### THE TASK
Report the tally of lines featuring the word "desert" in the entries below, without anything else.

### Natural language region descriptions
^^^^^^^^

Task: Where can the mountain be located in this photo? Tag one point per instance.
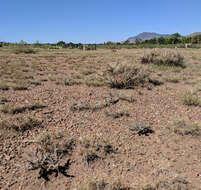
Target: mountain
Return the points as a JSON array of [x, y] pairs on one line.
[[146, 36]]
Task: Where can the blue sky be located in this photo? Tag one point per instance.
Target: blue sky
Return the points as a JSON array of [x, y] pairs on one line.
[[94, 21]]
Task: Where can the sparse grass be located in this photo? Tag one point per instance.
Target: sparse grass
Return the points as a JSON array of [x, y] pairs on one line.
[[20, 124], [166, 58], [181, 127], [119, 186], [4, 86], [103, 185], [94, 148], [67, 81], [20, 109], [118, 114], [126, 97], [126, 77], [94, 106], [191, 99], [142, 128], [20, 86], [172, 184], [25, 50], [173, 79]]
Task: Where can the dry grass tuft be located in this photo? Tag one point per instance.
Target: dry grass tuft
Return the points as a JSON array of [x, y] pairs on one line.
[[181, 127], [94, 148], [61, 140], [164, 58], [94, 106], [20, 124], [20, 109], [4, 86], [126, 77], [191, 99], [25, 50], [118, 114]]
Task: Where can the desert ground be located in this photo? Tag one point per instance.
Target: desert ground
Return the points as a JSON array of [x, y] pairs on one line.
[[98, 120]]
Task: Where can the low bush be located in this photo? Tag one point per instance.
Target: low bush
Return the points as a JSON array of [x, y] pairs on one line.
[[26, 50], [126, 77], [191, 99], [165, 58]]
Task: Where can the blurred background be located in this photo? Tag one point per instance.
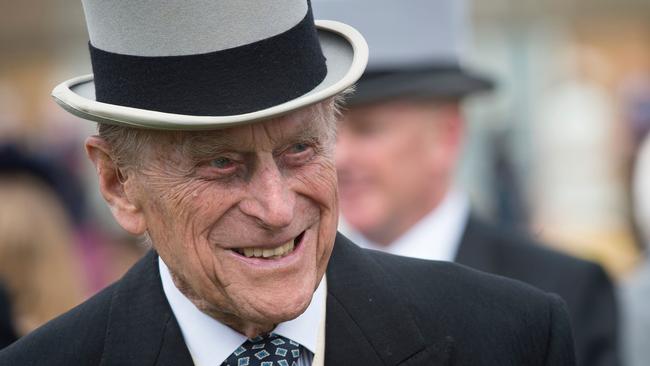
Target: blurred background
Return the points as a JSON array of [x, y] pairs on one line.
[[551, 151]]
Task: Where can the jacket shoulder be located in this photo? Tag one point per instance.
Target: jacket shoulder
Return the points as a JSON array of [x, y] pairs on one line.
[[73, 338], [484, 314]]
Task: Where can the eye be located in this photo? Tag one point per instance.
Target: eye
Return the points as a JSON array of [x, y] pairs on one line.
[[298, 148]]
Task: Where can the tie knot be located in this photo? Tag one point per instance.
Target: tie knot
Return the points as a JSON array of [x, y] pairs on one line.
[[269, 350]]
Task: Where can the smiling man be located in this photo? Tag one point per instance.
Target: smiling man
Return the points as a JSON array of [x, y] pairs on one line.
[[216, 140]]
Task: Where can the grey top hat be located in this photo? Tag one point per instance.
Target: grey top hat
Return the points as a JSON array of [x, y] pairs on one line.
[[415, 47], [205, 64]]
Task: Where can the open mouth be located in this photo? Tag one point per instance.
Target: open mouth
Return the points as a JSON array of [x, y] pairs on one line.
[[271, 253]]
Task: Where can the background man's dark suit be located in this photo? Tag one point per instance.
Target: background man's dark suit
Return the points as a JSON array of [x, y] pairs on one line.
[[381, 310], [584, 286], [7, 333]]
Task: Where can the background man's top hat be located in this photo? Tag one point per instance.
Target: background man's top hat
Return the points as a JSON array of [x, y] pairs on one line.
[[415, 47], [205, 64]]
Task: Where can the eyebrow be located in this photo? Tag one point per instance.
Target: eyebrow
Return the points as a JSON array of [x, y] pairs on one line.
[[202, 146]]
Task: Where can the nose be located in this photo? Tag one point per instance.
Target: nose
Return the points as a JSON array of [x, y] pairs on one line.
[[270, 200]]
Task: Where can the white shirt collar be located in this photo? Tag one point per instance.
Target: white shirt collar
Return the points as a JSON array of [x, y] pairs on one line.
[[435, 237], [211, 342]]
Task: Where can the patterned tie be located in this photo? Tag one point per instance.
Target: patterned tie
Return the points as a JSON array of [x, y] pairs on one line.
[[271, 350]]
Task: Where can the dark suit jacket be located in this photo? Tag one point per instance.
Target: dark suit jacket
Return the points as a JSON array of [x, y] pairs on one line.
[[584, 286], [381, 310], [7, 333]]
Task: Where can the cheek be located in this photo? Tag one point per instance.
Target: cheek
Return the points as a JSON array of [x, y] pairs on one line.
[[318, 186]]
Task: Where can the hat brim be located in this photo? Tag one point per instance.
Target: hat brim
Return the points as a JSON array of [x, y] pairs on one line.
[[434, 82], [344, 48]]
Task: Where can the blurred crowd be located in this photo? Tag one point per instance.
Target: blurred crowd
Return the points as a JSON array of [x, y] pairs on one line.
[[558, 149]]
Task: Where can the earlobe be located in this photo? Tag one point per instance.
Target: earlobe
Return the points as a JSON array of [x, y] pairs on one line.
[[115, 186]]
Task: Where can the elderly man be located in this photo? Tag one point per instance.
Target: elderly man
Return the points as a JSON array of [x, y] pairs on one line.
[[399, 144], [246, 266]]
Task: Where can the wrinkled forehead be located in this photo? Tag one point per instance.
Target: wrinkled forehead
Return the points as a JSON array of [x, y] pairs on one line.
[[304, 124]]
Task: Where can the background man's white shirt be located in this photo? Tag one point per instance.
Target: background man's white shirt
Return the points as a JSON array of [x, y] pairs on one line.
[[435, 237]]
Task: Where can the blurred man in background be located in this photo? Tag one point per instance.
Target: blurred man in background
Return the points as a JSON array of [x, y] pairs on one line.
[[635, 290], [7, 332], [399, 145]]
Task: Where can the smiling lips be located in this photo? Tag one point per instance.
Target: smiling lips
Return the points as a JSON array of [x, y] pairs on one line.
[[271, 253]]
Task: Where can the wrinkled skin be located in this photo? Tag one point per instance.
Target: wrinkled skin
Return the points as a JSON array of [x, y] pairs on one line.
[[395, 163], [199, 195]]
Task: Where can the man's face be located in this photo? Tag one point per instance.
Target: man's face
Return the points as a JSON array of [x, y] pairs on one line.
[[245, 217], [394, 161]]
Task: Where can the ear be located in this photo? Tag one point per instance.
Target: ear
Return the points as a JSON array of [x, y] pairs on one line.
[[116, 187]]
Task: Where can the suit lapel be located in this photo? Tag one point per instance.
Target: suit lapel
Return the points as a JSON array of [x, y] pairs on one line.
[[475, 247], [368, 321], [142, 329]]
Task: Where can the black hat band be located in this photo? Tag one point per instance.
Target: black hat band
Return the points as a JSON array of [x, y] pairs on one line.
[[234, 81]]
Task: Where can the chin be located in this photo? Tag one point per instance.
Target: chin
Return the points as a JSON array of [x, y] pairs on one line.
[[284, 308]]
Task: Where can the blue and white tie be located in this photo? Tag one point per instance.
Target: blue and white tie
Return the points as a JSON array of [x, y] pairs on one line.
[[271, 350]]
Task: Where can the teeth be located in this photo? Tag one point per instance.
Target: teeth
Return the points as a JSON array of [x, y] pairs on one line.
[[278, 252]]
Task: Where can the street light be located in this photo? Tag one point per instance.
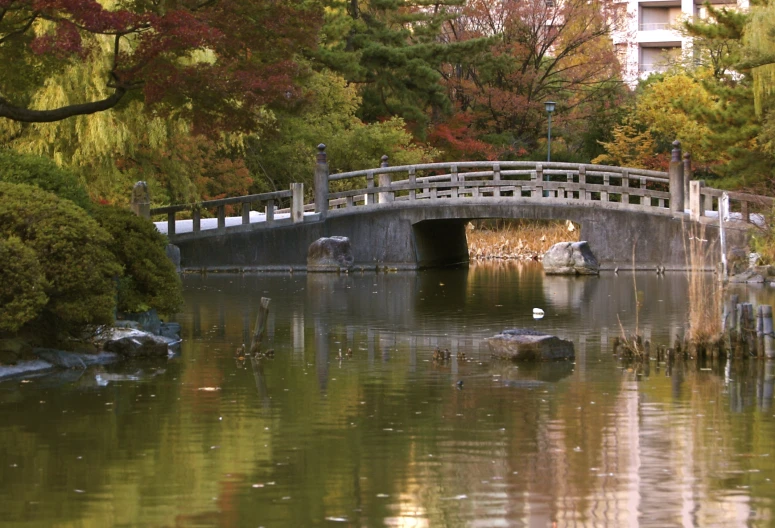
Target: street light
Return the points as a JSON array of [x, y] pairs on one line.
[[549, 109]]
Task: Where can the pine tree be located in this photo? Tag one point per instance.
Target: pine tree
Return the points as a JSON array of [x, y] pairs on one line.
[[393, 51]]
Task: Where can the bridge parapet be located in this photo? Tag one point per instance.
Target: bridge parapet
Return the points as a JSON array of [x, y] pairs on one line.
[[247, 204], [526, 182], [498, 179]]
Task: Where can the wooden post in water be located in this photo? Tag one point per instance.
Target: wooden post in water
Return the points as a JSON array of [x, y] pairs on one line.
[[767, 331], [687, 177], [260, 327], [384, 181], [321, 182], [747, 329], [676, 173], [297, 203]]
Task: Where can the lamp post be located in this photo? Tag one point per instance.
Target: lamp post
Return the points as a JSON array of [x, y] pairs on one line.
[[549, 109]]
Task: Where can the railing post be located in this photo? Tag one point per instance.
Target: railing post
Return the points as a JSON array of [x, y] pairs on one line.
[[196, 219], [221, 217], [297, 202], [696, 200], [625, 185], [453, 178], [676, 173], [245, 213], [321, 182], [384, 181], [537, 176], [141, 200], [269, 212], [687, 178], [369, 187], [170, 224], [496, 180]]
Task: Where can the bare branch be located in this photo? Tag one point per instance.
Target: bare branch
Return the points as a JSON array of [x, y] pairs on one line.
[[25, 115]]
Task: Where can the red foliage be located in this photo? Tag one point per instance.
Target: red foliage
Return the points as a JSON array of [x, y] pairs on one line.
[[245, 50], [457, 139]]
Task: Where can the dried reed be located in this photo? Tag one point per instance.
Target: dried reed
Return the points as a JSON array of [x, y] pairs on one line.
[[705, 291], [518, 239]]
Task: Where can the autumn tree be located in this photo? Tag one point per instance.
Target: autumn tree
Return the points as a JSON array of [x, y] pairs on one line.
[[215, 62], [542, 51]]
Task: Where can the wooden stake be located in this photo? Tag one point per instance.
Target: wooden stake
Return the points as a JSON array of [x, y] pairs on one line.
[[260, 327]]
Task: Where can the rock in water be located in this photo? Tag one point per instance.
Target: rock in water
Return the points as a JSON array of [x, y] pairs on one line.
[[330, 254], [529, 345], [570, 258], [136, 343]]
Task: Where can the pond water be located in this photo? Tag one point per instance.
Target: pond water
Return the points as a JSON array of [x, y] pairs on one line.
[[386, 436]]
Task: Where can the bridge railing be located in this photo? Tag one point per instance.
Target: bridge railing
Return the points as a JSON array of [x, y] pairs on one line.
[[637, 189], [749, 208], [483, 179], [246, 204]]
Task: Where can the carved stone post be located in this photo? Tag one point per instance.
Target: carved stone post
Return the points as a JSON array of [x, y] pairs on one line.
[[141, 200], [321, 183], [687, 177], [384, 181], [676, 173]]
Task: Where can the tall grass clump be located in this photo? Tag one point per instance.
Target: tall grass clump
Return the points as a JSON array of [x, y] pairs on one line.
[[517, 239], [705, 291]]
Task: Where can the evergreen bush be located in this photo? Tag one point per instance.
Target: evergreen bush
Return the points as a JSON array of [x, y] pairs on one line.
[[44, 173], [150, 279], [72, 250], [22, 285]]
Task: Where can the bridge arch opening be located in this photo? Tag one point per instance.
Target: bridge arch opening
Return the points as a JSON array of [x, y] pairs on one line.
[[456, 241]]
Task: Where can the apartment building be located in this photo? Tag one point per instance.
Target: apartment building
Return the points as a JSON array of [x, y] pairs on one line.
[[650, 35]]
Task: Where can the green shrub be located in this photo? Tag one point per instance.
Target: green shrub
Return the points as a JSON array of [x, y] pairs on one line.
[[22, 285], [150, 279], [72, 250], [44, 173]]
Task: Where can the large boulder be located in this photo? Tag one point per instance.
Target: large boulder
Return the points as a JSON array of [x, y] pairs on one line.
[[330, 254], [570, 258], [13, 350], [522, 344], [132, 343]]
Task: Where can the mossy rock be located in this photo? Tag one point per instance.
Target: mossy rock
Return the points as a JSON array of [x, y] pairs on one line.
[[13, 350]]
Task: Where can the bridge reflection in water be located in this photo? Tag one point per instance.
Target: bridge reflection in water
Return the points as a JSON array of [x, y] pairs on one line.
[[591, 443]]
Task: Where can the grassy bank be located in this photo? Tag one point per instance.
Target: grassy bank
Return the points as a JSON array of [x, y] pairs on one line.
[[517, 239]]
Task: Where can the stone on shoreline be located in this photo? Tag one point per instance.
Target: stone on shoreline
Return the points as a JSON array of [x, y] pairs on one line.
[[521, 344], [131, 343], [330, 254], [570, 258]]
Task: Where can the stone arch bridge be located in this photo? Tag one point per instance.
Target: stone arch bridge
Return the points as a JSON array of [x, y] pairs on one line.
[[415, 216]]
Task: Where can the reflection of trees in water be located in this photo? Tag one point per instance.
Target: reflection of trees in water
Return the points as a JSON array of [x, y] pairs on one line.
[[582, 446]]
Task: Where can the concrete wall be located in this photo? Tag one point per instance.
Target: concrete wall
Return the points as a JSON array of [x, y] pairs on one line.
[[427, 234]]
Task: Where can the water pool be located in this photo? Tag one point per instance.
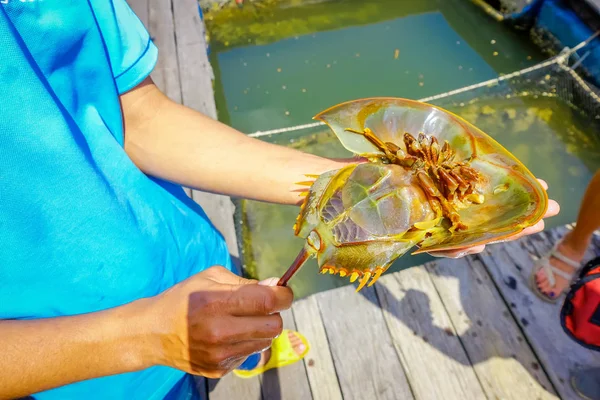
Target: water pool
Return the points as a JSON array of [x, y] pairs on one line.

^^^^^^^^

### RESPONSE BELOW
2